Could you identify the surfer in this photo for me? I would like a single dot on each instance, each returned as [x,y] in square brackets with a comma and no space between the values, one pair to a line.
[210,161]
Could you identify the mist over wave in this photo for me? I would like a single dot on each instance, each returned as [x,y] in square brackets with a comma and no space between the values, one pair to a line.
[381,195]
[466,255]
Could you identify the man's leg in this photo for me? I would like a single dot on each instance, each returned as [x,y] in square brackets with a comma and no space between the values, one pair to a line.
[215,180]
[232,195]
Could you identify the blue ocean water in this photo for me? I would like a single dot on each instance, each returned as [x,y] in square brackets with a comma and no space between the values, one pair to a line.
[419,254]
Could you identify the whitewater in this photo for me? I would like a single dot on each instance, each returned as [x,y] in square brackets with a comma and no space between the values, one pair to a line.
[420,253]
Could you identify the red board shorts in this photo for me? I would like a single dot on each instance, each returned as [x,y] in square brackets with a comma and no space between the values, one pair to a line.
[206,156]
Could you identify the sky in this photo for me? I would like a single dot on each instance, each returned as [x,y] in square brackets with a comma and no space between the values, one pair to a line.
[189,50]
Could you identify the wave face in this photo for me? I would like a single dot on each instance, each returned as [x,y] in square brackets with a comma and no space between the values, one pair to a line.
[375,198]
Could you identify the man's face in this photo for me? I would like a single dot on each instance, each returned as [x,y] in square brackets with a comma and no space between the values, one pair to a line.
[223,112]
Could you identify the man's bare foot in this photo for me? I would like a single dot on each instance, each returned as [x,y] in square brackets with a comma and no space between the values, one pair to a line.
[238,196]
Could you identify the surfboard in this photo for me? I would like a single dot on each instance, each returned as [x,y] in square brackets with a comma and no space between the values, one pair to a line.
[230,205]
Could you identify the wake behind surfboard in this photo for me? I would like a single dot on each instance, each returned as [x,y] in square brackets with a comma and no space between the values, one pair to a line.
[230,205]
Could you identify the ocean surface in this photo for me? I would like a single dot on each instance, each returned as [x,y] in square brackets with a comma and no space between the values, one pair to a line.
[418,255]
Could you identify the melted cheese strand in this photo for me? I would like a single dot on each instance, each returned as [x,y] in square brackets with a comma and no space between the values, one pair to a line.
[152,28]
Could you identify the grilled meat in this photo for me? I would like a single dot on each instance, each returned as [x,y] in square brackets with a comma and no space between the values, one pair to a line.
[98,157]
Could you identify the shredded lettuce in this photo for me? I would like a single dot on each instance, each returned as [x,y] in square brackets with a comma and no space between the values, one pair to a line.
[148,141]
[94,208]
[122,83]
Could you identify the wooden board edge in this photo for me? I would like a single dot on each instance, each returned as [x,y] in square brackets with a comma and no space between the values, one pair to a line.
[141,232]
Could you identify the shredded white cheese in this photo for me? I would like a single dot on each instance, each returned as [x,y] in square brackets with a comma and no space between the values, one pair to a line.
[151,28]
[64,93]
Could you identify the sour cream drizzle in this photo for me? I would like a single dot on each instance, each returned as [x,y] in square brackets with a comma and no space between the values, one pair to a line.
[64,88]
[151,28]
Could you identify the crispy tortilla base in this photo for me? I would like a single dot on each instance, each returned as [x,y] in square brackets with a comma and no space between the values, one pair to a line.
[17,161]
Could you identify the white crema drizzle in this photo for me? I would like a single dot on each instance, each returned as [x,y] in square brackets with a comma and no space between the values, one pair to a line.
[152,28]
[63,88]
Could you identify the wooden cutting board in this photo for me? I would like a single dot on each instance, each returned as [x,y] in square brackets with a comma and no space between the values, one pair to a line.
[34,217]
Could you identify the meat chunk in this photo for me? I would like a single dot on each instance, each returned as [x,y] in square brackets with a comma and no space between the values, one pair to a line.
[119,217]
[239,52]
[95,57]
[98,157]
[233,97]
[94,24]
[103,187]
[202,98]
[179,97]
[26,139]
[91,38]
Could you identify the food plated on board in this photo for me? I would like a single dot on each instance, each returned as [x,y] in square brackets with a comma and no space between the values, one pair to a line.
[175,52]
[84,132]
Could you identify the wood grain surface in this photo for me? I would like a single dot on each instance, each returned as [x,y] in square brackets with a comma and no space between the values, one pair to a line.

### Written task
Give all of the data above as a JSON list of strings, one string for each line, leaving out any blank lines.

### Result below
[
  "Could you identify the surfer in this photo for me? I would like a single dot on each instance, each returned as [x,y] in square brackets with a comma and no space between the values, one pair to a line.",
  "[210,161]",
  "Could you identify the mist over wave in this photo for me? I would like a single dot on each instance, each returned as [x,y] in square brackets with a comma and no space between the values, one pair to a line.",
  "[381,195]",
  "[466,255]",
  "Could you identify the man's leg in this photo for me? I would like a single dot on each instance, each returned as [x,y] in square brackets with a comma and no space between the values, one pair to a line.",
  "[215,180]",
  "[232,195]",
  "Could you identify the blue ocean water in this photo for me? I would like a single dot on each instance, each returned as [x,y] in square brackets with a comma and no space between the values, one pair to a line.",
  "[419,254]",
  "Could you identify the whitewater in this photo for me? I would like a single dot on each instance, each returned as [x,y] in square brackets with a comma and no space between the values, one pair to a line.",
  "[420,253]",
  "Could you identify the red board shorts in this photo for me? I would like a single dot on each instance, each returned as [x,y] in square brackets with a comma and no space between the values, one pair to a line.",
  "[206,156]",
  "Could you identify the sky in this photo for me? I would like a single dot on each instance, each returned as [x,y] in square brackets with a comma and no space between the values, one pair to a line.",
  "[189,50]",
  "Could you identify the wave face in this photo for me? I would like a single dot on each instance, each returned as [x,y] in square brackets with a comma and no space between the values, one pair to a line.",
  "[375,198]",
  "Could you identify the man's face in this photo for me? I would like a single dot on each instance, each returned as [x,y] in square brackets with a comma and no space between the values, one pair to a line.",
  "[223,112]",
  "Could you identify the man's bare foot in this photo for me? I would like a single dot on each instance, each returned as [x,y] in square brackets with a comma and no space between the values, one pair to a line.",
  "[238,196]",
  "Could you identify the surfboard in this photo for me? I would like a single dot on each instance, each returned as [x,y] in square brackets with a comma and no space between the values, one pair to a line.",
  "[230,205]",
  "Could you identify the wake behind surfboard in this photo for me? I would like a single dot on each instance, each returned as [x,y] in square brackets with a comma and no space between the values, one pair to a line.",
  "[230,205]",
  "Could you identify the ocean surface in this photo for me? I would like a single dot on each instance, each returned as [x,y] in square brackets with a comma and no space between the values, one pair to a line.",
  "[418,255]",
  "Could you identify the melted cheese strand in this photo for me? I would like a single dot on each instance, each returned as [x,y] in square brackets with a comma and no space between the values, one pair to a line.",
  "[152,28]",
  "Could you identify the grilled meat in this photo for me? I would like a single dot on each instance, each returned as [x,y] in square brackets with a comma and no space between the values, one pair to a line.",
  "[98,157]",
  "Could you identify the shredded lettuce in this photo for me? I would like a single dot on each instance, each returned as [x,y] in square brackets with a comma and no space between the values, one pair to a line.",
  "[148,141]",
  "[94,208]",
  "[122,83]",
  "Could you identify the wooden board edge in this photo for me? I would like a single dot on each instance, each returned as [x,y] in square brackets with a comma and no space between the values, one pair to a line.",
  "[141,232]",
  "Could you identify the shredded white cheese in this photo for me? I would like a single dot on each instance, each returned as [x,y] in square brackets with a comma and no space between the values, one pair to a line.",
  "[151,28]",
  "[64,93]",
  "Could you identify the sour cream drizzle in this photo for me? I would like a single dot on each instance, each returned as [x,y] in square brackets with a comma and no space between the values, one pair to a line.",
  "[64,88]",
  "[151,28]",
  "Could you identify the crispy tortilla base in this photo for me? I would like a single dot on each instance, each returned as [x,y] in square brackets with a comma and no space between the values, one pair to a line.",
  "[17,161]",
  "Could you identify the white crema drizzle in this photo for me? I would like a single dot on each instance, each returned as [x,y] in square brackets with a comma and no space between the values, one pair to a line.",
  "[152,28]",
  "[63,88]",
  "Could you identify the wooden cutting board in this photo for me? I would like a single dot on each instance, each returned as [x,y] in square brackets with a comma and no space between the values, one pair to a line.",
  "[34,217]",
  "Could you identify the meat chunk in this photo for me? I would like a single dot on each instance, each returned as [x,y] in square brackets with a comma and no space between the values, one pair to a line.",
  "[119,217]",
  "[239,52]",
  "[95,57]",
  "[98,157]",
  "[233,97]",
  "[94,24]",
  "[103,187]",
  "[202,98]",
  "[179,97]",
  "[26,139]",
  "[91,38]",
  "Could you identify the food plated on board in this photo for me? I would like a single dot on each instance, each returned as [x,y] in square brackets with a comma and no space between the values, one pair to a line.",
  "[175,52]",
  "[84,132]",
  "Could you identify the wood grain surface in this photo for me? I would like a single dot on each instance, each returned as [x,y] in square brackets with a comma and no space between the values, one pair to a line."
]